(Point-per-instance localization data)
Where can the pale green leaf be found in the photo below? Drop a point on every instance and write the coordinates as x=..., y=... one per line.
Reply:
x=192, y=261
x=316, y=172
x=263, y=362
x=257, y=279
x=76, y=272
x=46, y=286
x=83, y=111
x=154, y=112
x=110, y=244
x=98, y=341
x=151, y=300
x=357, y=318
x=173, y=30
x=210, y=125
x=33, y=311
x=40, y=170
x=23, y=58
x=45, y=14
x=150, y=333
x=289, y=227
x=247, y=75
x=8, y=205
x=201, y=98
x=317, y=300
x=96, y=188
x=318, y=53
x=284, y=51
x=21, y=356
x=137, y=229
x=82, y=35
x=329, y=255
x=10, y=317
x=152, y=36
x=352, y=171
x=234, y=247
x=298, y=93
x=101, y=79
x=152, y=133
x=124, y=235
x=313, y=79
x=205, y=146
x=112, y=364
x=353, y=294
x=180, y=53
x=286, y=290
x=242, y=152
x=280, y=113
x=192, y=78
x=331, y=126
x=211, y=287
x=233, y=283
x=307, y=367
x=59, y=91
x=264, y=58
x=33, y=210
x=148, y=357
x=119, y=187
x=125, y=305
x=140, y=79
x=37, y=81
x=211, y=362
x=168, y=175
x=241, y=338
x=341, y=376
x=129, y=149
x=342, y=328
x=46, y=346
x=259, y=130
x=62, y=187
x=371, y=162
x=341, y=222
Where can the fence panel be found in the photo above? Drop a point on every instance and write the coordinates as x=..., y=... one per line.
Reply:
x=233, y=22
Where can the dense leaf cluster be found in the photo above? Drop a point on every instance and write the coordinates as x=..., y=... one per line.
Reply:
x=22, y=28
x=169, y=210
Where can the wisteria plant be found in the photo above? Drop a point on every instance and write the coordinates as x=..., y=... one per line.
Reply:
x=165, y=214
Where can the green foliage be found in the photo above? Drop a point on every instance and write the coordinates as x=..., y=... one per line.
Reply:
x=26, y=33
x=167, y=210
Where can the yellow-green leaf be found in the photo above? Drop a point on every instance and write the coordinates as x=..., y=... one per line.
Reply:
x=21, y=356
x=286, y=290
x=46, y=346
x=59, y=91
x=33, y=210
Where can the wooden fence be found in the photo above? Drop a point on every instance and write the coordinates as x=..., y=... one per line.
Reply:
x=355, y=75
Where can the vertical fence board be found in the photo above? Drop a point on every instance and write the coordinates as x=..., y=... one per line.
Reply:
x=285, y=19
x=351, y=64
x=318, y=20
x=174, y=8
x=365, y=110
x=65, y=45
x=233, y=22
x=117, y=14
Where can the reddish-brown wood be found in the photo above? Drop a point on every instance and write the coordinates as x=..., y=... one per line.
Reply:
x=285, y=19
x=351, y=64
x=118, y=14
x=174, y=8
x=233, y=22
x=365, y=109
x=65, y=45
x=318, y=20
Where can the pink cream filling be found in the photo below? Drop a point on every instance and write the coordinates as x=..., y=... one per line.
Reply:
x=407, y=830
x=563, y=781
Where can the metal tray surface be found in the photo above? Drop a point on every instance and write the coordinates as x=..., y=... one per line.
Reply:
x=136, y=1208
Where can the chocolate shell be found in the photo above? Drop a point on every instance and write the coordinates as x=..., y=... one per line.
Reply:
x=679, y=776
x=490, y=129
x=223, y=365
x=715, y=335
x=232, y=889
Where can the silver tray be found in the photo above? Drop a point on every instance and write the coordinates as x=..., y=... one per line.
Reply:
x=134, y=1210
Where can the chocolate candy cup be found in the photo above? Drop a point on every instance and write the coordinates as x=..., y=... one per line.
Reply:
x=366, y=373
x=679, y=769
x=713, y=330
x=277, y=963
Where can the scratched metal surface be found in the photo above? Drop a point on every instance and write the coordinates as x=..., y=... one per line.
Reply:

[ACTIVITY] Each line of the entries above that includes the string "chocolate" should be copied out.

[RESPONSE TO THE TASK]
Where can the chocolate shell be found in the photo above? Drop a point on every instance and write the coordinates as x=..., y=... one per line.
Where can the chocolate candy cup be found in the photo above? Drop a point on every instance and write the coordinates as x=..., y=... one per line.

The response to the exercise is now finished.